▶ _CHALLENGE 1_
Answer these questions about the nvme-tcp thread:
(a) Which command is given as an example of transferring data?
(b) In which function does the crash happen?
(c) Which lock is the deadlock on?
▶ _CHALLENGE 2_
Please list every term that the nvme-tcp thread puts in single quotation marks.
▶ _CHALLENGE 3_
Extend the nvme-tcp thread from the point where it stops.

--- BEGIN SELECTION ---

On 7/3/23 16:57, Hannes Reinecke wrote:
> On 7/3/23 15:42, Sagi Grimberg wrote:
>>
>>>>> Hannes Reinecke <hare@...e.de> wrote:
>>>>>
>>>>>>> 'discover' and 'connect' works, but when I'm trying to transfer data
>>>>>>> (eg by doing a 'mkfs.xfs') the whole thing crashes horribly in
>>>>>>> sock_sendmsg() as it's trying to access invalid pages :-(
>>>>>
>>>>> Can you be more specific about the crash?
>>>>
>>>> Hannes,
>>>>
>>>> See:
>>>> [PATCH net] nvme-tcp: Fix comma-related oops
>>>
>>> Ah, right. That solves _that_ issue.
>>>
>>> But now I'm deadlocking on the tls_rx_reader_lock() (patched as to 
>>> your suggestion). Investigating.
>>
>> Are you sure it is a deadlock? or maybe you returned EAGAIN and nvme-tcp
>> does not interpret this as a transient status and simply returns from
>> io_work?
>>
> Unfortunately, yes.
> 
> static int tls_rx_reader_acquire(struct sock *sk, struct 
> tls_sw_context_rx *ctx,
>                                   bool nonblock)

--- END SELECTION ---
--- BEGIN RECORDS SHOWN ---

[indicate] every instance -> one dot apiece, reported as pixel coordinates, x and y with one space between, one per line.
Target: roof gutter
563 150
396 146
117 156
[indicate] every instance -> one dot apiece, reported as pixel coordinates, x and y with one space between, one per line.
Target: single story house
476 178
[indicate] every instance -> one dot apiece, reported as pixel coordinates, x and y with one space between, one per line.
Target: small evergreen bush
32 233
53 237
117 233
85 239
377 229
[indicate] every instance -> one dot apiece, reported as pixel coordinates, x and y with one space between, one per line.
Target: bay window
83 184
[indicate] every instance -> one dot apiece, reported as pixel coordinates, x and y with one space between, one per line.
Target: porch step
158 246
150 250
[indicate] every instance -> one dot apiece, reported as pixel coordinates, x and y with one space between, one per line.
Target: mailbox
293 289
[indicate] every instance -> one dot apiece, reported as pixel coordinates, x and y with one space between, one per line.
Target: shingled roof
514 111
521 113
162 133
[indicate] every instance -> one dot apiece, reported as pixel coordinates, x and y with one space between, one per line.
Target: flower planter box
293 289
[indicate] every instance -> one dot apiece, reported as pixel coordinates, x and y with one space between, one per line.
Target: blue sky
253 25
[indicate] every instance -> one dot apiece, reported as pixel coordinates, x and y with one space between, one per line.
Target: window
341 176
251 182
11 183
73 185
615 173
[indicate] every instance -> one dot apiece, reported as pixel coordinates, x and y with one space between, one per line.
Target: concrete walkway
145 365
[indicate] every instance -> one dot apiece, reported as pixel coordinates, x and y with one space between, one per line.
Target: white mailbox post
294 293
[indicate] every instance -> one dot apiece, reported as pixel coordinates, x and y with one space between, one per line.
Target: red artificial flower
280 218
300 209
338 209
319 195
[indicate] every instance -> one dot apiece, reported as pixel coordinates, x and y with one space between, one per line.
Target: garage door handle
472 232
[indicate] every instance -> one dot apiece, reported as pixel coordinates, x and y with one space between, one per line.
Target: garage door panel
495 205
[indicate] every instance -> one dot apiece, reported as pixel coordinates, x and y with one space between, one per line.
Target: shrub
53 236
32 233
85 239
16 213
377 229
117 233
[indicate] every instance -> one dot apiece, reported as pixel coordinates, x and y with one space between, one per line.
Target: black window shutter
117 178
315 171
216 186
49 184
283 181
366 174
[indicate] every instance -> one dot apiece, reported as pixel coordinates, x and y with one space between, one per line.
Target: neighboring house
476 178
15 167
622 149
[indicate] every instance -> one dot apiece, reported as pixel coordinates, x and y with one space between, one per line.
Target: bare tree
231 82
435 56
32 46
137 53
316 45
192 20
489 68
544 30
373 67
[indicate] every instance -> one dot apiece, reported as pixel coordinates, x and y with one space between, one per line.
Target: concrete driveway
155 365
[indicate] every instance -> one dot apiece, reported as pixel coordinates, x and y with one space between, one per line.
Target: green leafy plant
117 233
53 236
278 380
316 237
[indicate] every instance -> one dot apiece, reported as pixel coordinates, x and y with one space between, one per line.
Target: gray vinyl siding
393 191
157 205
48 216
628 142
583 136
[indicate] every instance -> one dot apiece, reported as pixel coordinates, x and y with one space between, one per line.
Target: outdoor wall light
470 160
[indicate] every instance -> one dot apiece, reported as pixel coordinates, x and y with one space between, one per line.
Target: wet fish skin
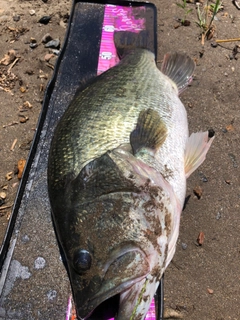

--- END RECORDS SHOWN ---

▶ _REPLY 1_
(a) 'mkfs.xfs'
(b) sock_sendmsg()
(c) tls_rx_reader_lock()

▶ _REPLY 2_
'discover', 'connect', 'mkfs.xfs'

▶ _REPLY 3_
> {
>          long timeo;
> 
>          timeo = sock_rcvtimeo(sk, nonblock);
> 
>          while (unlikely(ctx->reader_present)) {
>                  DEFINE_WAIT_FUNC(wait, woken_wake_function);
> 
>                  ctx->reader_contended = 1;
> 
>                  add_wait_queue(&ctx->wq, &wait);
>                  sk_wait_event(sk, &timeo,
>                                !READ_ONCE(ctx->reader_present), &wait);
> 
> and sk_wait_event() does:
> #define sk_wait_event(__sk, __timeo, __condition, __wait)              \
>          ({      int __rc;                                              \
>                  __sk->sk_wait_pending++;                               \
>                  release_sock(__sk);                                    \
>                  __rc = __condition;                                    \
>                  if (!__rc) {                                           \
>                          *(__timeo) = wait_woken(__wait,                \
>                                                  TASK_INTERRUPTIBLE,    \
>                                                  *(__timeo));           \
>                  }                                                      \
>                  sched_annotate_sleep();                                \
>                  lock_sock(__sk);                                       \
>                  __sk->sk_wait_pending--;                               \
>                  __rc = __condition;                                    \
>                  __rc;                                                  \
>          })
> 
> so not calling 'lock_sock()' in tls_tx_reader_acquire() helps only _so_ 
> much, we're still deadlocking.

That still is legal assuming that sock lock is taken prior to
sk_wait_event...

What are the blocked threads from sysrq-trigger?